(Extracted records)
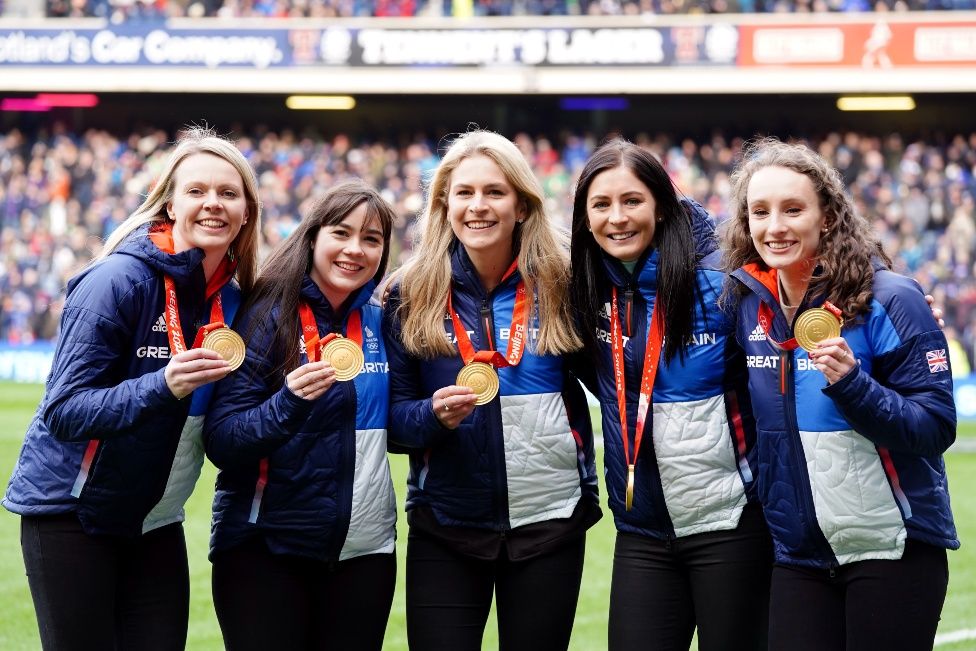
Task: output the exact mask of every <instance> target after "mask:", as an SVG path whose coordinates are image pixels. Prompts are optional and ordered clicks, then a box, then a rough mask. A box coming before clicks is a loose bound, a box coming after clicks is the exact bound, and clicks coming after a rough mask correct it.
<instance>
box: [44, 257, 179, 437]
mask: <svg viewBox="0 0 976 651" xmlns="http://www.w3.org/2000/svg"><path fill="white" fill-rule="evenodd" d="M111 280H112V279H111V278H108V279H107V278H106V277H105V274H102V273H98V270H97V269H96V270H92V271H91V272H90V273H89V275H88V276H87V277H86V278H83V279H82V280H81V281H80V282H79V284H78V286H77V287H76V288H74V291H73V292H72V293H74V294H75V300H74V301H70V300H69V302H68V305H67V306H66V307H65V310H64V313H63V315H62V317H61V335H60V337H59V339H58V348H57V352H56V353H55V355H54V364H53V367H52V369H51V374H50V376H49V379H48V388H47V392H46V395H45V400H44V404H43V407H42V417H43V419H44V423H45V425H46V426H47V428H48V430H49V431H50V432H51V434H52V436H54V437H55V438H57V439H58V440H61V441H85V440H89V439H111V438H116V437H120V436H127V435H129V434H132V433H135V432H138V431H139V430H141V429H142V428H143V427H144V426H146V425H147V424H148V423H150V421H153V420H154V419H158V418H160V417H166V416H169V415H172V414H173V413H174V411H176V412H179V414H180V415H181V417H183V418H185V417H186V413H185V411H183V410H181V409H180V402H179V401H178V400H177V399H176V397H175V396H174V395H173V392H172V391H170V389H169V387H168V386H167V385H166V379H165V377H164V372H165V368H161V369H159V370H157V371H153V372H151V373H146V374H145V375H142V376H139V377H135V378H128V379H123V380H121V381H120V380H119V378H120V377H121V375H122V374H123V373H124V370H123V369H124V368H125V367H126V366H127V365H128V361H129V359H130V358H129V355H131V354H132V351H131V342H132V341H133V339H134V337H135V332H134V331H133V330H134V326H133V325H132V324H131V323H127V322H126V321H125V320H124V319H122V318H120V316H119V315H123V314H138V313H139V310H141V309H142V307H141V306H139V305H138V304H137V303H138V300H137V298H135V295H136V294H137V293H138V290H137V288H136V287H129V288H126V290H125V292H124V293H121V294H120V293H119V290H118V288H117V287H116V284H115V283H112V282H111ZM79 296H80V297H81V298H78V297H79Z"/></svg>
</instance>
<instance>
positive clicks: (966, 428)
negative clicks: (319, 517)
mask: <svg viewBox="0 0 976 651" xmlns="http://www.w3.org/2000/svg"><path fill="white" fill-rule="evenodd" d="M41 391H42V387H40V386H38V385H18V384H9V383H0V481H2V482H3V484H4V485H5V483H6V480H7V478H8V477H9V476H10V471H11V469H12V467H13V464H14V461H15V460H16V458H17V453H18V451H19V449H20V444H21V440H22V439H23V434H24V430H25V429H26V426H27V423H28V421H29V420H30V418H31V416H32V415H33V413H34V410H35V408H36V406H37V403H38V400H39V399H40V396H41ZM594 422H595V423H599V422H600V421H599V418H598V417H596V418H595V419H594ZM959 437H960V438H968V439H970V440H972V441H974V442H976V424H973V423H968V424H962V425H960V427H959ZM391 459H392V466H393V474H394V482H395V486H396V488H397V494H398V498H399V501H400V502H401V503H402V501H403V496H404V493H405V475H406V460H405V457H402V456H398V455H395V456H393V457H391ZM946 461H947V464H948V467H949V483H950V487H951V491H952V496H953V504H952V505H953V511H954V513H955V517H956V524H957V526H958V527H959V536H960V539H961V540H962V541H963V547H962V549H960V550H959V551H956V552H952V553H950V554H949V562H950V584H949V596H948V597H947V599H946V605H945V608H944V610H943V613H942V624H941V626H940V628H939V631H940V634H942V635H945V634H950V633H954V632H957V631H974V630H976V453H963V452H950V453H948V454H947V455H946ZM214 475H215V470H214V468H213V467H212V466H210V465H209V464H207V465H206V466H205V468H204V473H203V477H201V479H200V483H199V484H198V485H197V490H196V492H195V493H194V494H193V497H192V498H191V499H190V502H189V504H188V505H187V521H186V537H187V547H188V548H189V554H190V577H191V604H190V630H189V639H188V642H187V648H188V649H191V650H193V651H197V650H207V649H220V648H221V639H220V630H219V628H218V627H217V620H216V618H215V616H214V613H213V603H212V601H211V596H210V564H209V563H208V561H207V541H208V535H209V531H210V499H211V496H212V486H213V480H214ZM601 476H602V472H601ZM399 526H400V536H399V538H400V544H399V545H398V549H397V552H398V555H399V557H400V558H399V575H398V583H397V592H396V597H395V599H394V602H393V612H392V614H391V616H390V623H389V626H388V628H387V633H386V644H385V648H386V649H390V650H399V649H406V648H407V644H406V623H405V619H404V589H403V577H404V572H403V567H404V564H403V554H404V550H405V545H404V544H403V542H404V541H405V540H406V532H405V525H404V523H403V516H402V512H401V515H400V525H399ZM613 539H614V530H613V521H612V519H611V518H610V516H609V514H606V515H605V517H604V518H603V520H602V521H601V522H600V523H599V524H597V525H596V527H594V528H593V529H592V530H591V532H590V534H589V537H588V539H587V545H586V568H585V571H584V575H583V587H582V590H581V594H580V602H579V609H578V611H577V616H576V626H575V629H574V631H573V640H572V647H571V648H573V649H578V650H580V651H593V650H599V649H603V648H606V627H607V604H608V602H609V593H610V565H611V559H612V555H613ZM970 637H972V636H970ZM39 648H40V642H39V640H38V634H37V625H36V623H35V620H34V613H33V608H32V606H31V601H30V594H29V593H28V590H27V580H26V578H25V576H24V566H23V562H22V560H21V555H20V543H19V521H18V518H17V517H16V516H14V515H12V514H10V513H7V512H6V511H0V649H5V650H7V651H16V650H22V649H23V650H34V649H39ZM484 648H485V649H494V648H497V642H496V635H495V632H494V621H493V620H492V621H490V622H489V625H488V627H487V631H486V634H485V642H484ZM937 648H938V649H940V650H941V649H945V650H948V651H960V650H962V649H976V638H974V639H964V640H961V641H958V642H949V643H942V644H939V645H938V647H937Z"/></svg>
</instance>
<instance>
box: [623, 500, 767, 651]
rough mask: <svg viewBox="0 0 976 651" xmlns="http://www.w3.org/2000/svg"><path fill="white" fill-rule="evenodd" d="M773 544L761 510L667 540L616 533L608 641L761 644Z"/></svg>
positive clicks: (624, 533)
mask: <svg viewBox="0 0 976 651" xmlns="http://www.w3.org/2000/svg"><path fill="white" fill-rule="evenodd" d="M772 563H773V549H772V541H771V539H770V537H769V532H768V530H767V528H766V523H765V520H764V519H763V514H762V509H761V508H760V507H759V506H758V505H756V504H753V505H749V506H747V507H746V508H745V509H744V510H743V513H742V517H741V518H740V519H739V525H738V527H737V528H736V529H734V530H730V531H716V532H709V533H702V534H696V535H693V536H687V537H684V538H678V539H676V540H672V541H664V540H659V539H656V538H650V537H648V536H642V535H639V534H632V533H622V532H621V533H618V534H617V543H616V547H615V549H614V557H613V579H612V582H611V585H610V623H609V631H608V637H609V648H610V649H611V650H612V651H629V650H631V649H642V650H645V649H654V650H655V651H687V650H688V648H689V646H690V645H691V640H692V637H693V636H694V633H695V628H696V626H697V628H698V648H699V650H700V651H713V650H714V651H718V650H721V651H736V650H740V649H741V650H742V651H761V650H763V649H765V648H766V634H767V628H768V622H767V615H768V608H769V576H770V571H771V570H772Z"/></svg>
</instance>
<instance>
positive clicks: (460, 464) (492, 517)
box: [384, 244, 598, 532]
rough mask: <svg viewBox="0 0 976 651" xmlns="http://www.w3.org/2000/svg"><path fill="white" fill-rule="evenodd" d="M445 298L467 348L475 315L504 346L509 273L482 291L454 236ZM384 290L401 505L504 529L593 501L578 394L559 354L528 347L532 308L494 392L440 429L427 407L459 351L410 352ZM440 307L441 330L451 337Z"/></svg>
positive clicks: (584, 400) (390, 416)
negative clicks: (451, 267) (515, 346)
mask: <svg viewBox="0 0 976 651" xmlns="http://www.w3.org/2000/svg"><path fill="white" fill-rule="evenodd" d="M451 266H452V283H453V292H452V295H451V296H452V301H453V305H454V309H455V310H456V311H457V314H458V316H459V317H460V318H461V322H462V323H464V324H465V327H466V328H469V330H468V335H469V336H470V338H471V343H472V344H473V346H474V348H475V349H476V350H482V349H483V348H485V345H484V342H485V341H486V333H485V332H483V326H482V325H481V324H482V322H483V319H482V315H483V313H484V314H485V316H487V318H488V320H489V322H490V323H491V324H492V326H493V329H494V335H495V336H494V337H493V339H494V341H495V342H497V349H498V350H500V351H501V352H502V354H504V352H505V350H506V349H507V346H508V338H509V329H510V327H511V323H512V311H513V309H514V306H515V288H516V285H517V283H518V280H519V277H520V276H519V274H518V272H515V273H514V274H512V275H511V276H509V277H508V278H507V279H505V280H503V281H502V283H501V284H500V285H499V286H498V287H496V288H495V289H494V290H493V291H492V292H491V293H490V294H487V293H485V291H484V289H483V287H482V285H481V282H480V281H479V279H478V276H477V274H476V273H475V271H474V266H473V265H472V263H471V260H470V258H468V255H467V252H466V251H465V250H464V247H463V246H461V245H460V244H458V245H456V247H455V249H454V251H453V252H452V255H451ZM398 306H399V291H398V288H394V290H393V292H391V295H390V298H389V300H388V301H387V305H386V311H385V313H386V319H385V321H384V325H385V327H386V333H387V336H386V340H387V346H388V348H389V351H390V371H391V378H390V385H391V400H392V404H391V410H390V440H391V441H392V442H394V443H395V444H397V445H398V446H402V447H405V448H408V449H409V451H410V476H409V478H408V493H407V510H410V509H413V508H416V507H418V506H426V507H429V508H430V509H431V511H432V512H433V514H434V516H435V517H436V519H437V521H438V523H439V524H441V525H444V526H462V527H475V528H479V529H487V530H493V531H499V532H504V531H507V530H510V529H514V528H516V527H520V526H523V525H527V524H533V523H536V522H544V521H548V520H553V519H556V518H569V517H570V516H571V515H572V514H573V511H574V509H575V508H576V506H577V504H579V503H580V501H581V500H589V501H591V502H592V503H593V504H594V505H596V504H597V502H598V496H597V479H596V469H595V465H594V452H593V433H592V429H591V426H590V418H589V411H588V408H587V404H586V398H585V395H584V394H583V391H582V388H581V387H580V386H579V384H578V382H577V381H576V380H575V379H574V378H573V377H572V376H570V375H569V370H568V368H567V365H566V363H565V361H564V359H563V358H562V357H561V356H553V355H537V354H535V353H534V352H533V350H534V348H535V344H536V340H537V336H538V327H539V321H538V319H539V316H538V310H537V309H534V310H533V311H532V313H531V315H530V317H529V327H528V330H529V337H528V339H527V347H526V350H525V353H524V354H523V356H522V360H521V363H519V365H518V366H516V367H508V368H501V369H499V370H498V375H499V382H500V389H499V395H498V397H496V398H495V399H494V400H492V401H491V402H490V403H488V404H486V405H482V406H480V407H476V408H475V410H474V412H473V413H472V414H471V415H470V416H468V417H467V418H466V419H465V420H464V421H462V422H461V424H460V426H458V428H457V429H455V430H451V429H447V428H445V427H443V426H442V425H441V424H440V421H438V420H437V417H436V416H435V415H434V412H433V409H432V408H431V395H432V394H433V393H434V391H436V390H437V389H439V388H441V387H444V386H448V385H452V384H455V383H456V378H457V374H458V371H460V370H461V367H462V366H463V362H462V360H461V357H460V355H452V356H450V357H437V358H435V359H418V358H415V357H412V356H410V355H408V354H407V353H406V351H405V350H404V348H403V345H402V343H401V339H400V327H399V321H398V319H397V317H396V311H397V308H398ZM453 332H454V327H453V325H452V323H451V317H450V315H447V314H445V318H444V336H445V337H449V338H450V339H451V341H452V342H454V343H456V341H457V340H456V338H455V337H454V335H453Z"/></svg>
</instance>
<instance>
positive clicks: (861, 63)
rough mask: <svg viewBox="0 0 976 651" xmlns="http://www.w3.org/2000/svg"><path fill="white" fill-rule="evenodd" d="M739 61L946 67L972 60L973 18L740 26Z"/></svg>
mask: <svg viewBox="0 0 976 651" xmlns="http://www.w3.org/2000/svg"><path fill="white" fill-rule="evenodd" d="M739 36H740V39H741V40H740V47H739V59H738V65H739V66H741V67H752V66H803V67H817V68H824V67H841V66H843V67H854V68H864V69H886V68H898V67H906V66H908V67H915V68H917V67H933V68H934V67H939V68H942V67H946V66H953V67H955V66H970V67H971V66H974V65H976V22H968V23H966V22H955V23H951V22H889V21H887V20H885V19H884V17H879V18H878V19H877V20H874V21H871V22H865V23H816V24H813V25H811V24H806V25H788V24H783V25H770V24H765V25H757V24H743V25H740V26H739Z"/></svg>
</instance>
* * *
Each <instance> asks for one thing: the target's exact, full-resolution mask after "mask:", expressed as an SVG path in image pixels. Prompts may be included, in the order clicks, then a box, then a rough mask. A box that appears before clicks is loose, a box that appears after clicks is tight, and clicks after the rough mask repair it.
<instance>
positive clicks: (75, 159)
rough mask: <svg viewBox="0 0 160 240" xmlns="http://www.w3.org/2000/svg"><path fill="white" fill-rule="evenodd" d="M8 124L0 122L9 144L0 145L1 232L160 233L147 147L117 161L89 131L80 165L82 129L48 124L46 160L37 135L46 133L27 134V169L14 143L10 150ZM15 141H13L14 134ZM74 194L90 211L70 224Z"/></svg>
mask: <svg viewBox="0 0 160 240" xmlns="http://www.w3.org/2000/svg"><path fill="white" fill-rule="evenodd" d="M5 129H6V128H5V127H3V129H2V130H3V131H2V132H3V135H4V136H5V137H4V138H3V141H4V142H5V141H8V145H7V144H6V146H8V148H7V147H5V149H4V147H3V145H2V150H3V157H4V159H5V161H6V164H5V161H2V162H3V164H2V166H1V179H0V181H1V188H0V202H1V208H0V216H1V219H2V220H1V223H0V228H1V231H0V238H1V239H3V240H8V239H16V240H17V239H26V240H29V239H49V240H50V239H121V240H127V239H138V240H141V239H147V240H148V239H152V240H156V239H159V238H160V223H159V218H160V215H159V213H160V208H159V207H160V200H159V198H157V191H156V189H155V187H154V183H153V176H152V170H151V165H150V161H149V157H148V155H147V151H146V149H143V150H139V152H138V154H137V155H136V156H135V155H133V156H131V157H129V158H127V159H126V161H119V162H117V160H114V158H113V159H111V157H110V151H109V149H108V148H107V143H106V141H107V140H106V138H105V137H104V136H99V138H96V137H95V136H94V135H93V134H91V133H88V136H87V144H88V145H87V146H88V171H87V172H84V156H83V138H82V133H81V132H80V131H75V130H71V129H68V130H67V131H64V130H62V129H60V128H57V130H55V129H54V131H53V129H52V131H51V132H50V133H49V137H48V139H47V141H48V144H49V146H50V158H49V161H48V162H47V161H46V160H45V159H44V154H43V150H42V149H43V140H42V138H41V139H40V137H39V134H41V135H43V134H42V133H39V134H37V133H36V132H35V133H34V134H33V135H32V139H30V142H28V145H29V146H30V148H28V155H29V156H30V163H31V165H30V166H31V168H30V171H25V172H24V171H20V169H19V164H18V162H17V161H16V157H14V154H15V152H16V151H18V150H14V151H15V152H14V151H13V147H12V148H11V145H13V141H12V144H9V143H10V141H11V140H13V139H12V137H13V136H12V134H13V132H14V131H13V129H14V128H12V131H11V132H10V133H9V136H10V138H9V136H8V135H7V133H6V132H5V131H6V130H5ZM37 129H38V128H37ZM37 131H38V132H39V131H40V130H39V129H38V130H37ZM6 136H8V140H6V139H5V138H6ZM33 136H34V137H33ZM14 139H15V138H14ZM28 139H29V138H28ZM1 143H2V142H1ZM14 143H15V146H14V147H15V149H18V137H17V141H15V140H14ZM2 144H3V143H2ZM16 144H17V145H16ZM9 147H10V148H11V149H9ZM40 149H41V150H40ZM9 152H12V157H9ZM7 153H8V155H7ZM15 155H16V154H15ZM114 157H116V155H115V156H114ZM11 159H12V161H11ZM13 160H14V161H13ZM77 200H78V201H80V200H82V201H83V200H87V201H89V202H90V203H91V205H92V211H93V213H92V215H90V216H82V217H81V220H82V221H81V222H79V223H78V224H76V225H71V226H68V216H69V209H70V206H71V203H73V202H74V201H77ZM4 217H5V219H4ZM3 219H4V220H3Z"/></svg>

#### [Exercise objective]
Select every line of the records above that contains the word "pixels", and copy each one out in full.

#### [Output for this task]
Task: output the exact mask of every <instance> target after "mask:", as an SVG path whose coordinates are image pixels. Prompts are optional and ordered clicks, then a box, then a rough mask. A box coming before clicks is a loose bound, a box coming after clicks is the exact bound, and clicks coming after a rough mask correct it.
Each <instance> asks for one thing: the target's exact, full-resolution mask after "mask:", expressed as an SVG path in image pixels. Prompts may be included, in the order clicks, then a box, then a rough mask. A box that appears before clicks is loose, a box that appears after clicks is tight, and clicks after the rough mask repair it.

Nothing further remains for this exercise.